Closed allanj closed 5 years ago
I think that looks right? Have you tried it/did it not work or something?
I run a coreference config by allennl train coref.jsonnet -s test
I got this error, it might not be in the list?
2019-08-16 15:53:17,304 - ERROR - pytorch_pretrained_bert.modeling - Model name 'roberta-base' was not found in model name list
(bert-base-uncased, bert-large-uncased, bert-base-cased, bert-large-cased, bert-base-multilingual-uncased, bert-base-multilingual-cased, bert-base-chinese).
We assumed 'roberta-base' was a path or url but couldn't find any file associated to this path or url.
The full log is attached as well. full.log
Could you check your version of pytorch-pretrained-bert
and see if it actually contains roberta-base
?
(roberta was just added yesterday, so i'd expect upgrading would fix the issue: https://github.com/huggingface/pytorch-transformers/releases )
@brendan-ai2 @nelson-liu Thanks. I upgraded the pytorch_transformers
from 1.0.0
to 1.1.0
.
I would still get the error. But one quick trick to make things work is:
bert_token_embedder.py
from pytorch_pretrained_bert.modeling import BertModel
to
from pytorch_transformers import RobertaModel
(Also replace the following code comes with BERTModel
appearance with RobertaModel
.)
Let me know if I'm doing something wrong above.
Then I got the vocab error:
...
File "/Users/allanj/latest_allennlp/allennlp/allennlp/data/iterators/bucket_iterator.py", line 124, in _create_batches
self._padding_noise)
File "/Users/allanj/latest_allennlp/allennlp/allennlp/data/iterators/bucket_iterator.py", line 30, in sort_by_padding
instance.index_fields(vocab)
File "/Users/allanj/latest_allennlp/allennlp/allennlp/data/instance.py", line 72, in index_fields
field.index(vocab)
File "/Users/allanj/latest_allennlp/allennlp/allennlp/data/fields/text_field.py", line 70, in index
token_indices = indexer.tokens_to_indices(self.tokens, vocab, indexer_name)

Recorded data:
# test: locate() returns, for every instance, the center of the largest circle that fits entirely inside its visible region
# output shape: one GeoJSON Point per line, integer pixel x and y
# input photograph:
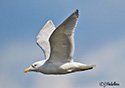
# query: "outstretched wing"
{"type": "Point", "coordinates": [43, 37]}
{"type": "Point", "coordinates": [62, 40]}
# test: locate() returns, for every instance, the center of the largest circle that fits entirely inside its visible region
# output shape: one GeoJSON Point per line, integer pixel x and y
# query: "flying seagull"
{"type": "Point", "coordinates": [58, 46]}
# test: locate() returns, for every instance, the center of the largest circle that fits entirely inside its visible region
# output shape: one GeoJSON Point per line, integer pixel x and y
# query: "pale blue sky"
{"type": "Point", "coordinates": [99, 39]}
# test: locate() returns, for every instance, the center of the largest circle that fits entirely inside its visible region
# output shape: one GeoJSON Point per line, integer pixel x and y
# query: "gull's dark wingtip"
{"type": "Point", "coordinates": [77, 11]}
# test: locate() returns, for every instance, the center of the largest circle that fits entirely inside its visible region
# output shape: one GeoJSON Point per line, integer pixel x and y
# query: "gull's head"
{"type": "Point", "coordinates": [34, 67]}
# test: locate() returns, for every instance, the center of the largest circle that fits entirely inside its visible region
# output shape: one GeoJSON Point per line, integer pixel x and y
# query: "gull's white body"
{"type": "Point", "coordinates": [58, 45]}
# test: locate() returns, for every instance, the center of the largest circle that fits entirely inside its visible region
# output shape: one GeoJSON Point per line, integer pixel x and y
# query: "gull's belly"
{"type": "Point", "coordinates": [53, 69]}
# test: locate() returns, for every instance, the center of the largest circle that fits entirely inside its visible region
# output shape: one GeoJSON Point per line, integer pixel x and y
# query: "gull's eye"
{"type": "Point", "coordinates": [35, 64]}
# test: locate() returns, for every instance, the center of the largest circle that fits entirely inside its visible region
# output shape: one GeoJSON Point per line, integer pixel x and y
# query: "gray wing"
{"type": "Point", "coordinates": [62, 40]}
{"type": "Point", "coordinates": [43, 37]}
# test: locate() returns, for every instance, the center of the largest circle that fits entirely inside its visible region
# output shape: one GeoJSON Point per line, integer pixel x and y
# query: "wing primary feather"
{"type": "Point", "coordinates": [62, 40]}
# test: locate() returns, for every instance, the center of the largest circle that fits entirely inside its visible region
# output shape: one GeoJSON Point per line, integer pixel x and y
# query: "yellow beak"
{"type": "Point", "coordinates": [26, 70]}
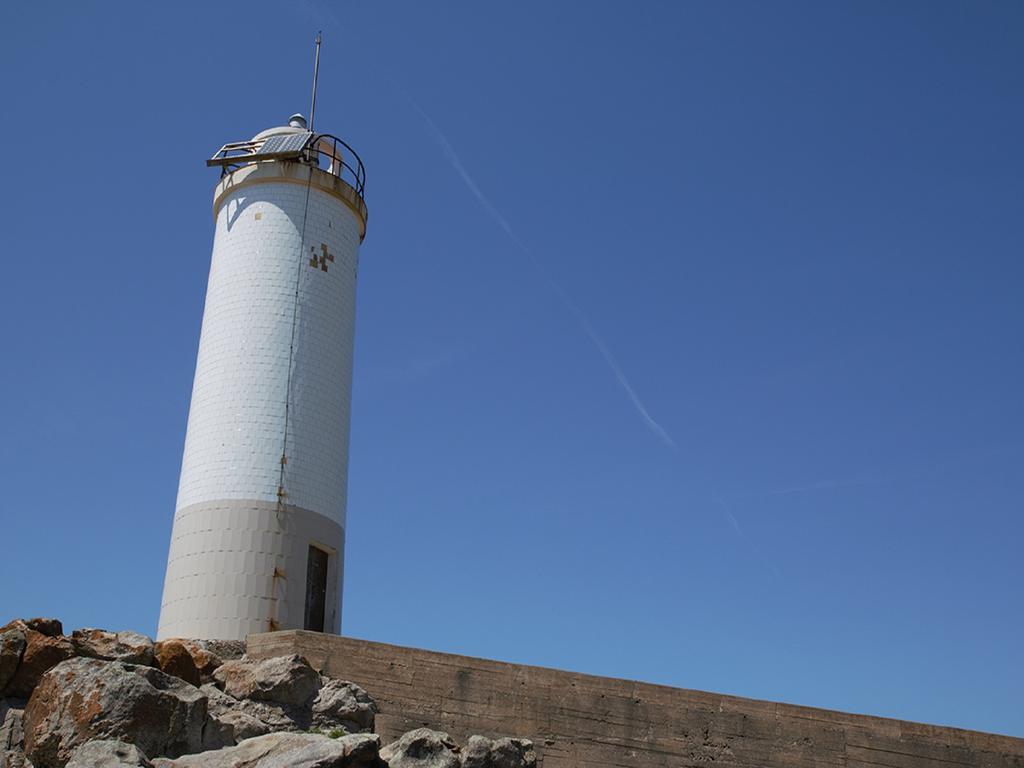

Task description: Write out the passage of the roberta-base thread that starts at "I would still" and ends at "something wrong above.". The records were taken from a separate source and are not related to the thread.

Reply to the task:
I would still get the error. But one quick trick to make things work is:
bert_token_embedder.py
from pytorch_pretrained_bert.modeling import BertModel
to
from pytorch_transformers import RobertaModel
(Also replace the following code comes with BERTModel
appearance with RobertaModel
.)
Let me know if I'm doing something wrong above.